━━━━━ Source data ━━━━━

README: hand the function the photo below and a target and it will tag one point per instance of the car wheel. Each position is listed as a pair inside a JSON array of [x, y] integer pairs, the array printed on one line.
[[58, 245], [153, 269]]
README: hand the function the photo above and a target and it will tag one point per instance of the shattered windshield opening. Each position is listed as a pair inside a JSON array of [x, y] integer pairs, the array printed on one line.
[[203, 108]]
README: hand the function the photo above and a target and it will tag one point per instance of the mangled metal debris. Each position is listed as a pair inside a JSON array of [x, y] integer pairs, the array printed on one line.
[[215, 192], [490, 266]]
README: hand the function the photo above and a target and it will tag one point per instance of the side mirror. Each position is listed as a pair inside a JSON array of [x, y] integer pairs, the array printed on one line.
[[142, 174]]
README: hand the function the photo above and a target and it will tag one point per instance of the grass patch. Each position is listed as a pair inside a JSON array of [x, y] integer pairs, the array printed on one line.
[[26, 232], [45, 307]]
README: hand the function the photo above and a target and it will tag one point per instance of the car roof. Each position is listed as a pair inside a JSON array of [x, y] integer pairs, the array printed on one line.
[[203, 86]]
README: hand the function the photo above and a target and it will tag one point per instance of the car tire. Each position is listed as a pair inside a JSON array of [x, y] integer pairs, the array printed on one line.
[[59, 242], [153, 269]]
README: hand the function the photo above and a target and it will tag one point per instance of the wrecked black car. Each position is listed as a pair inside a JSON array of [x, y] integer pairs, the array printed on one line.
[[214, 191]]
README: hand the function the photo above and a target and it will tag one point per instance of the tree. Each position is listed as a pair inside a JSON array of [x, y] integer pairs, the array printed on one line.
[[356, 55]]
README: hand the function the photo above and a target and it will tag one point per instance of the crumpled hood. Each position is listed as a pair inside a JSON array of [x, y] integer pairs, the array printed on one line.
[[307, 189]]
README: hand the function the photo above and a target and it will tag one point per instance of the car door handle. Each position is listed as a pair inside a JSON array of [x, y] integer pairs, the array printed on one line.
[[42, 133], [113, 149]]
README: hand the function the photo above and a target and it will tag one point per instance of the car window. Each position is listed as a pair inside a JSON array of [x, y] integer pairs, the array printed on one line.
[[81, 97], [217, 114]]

━━━━━

* [Exercise aim] Set down every entry again, exactly as written.

* [Answer box]
README: hand the function the photo below and a target and it will tag one point per instance of the car wheel. Each position is listed as a pair inside a JSON array of [x, y] integer pairs, the array printed on one line.
[[58, 245], [153, 269]]
README: hand the function the photo above and a target and it will tag one point per instance of the shattered windshield opening. Each position is listed as a pair inside a JSON array of [x, y] integer pairs, the array printed on one line.
[[203, 108]]
README: hand the function the photo above and a target and it will tag one point per instance of the mangled metal debris. Each position is listed as a pair inside a JSON array of [x, y] integer pairs, the array printed on one line.
[[215, 192], [490, 266]]
README: hand the function the photo above and a target and it will tag one point per instance of the side mirror. Each position is listed as a pair inside a JSON array of [x, y] integer pairs, the array printed on one line.
[[142, 174]]
README: hand the function the photo above and a target and it will tag one point per instance of the grass patch. Each position is listed as a pair inside a JSON array of [x, y] integer pairs, the array printed on one line.
[[26, 232], [45, 307]]
README: hand the function the photo above and a target and it will tag one point per instance of the car roof. Each position is listed as a pair inside a JSON array of [x, y] integer pairs, the array printed on one line.
[[203, 86]]
README: hand the function the photo above and a target and it will tag one point per instance of the car tire. Each position is listed as a pair inside a JSON array of [x, y] integer pairs, the array printed on one line.
[[59, 242], [153, 269]]
README: hand the function the photo above and a target and it will tag one point per instance of the wrecked black car. Each position is listed as a pair inside a JSON array of [x, y] integer pairs, the array printed on one line.
[[214, 191]]
README: hand the function the photo above and a target and it will tag one point per instance of the tree. Each position is listed as a pair inside a JSON array of [x, y] integer pairs, the array printed on one line.
[[356, 55]]
README: hand the function the photo above and a target and it will tag one point per instance of the crumpled hood. Each position is listed as a pair inside a JSON array of [x, y] integer pairs, the array printed on one line.
[[307, 189]]
README: hand the function the photo above and a target and it will tag one point per instance of the car door handle. Each position is listed as a pair inside a JSON array of [x, y] integer pairs, the array printed on one line.
[[42, 133], [113, 149]]
README: hand the function the photo above and a target and it will tag one point per instance of the car window. Each position is listed as a pair inside a JSON array of [x, y] integer pairs, the array printed on one line.
[[81, 97], [217, 114]]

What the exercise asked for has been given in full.